■ PROVIDED TEXT
The Story Behind Almost Family  

My father used to say that by counting up our years, we’re actually looking at age backwards. “We really don’t know how old we are now unless we know when we are going to die,” he said. If you die at 50, from his perspective you were old at 45, even if you didn’t know it. Hmmmm.
My father died of cancer at 61, not realizing that when he first put forth his premise he wasn’t actually middle-aged, but “old.”

I like his viewpoint because it keeps top of mind the fact our culture so often avoids: we will all die, and our lives may be shorter than we imagine they will be. This perspective, honed not only by remembering my Dad but by my own two bouts of cancer, keeps me from wallowing too long in disappontments, from procrastinating on projects I claim I want to do, from fearing or letting slip opportunities that challenge my occasional introvert’s desire to just stay home and read a book..

■ DATA EXCERPTS
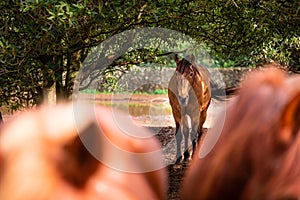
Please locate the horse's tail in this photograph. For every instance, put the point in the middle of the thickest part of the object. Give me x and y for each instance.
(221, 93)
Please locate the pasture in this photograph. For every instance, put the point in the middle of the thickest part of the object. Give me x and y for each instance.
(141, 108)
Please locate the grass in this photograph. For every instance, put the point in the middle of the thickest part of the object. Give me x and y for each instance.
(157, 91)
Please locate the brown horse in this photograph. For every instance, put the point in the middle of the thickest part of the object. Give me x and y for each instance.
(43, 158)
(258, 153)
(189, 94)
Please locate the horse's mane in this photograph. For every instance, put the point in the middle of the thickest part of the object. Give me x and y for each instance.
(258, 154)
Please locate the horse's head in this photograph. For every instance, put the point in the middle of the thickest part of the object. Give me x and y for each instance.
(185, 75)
---
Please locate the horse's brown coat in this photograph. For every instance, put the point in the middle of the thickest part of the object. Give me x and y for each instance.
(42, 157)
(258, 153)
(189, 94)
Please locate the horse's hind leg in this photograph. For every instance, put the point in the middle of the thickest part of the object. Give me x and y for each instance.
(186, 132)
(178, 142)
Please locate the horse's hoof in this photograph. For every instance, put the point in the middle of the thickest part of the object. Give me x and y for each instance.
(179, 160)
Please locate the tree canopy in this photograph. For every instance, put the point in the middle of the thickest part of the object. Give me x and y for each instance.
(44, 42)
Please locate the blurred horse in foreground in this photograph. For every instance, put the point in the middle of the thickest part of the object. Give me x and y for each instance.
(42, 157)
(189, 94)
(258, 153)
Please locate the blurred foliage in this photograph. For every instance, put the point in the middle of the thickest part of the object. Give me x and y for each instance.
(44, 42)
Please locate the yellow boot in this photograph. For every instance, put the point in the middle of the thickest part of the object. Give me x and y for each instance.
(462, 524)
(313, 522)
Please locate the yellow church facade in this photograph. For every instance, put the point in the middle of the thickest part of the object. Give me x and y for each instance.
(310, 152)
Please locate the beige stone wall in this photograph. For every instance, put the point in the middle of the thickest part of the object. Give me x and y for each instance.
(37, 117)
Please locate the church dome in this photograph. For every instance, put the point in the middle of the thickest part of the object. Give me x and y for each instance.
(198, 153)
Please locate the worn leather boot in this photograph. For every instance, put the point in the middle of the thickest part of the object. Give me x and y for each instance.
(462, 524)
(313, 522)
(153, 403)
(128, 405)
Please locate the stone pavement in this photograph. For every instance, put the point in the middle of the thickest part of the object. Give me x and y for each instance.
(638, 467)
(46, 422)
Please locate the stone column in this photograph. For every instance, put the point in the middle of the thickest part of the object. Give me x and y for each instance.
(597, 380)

■ APPLY WHAT YOU READ
1. In the Almost Family text, at what age did the father die, and of what illness?
2. Quote the passage of the Almost Family text that begins at the words "The Story Behind" and stops after the words "know it. Hmmmm.".

■ TASK-BY-TASK OUTPUTS
1. He died of cancer at 61.

2.
The Story Behind Almost Family  

My father used to say that by counting up our years, we’re actually looking at age backwards. “We really don’t know how old we are now unless we know when we are going to die,” he said. If you die at 50, from his perspective you were old at 45, even if you didn’t know it. Hmmmm.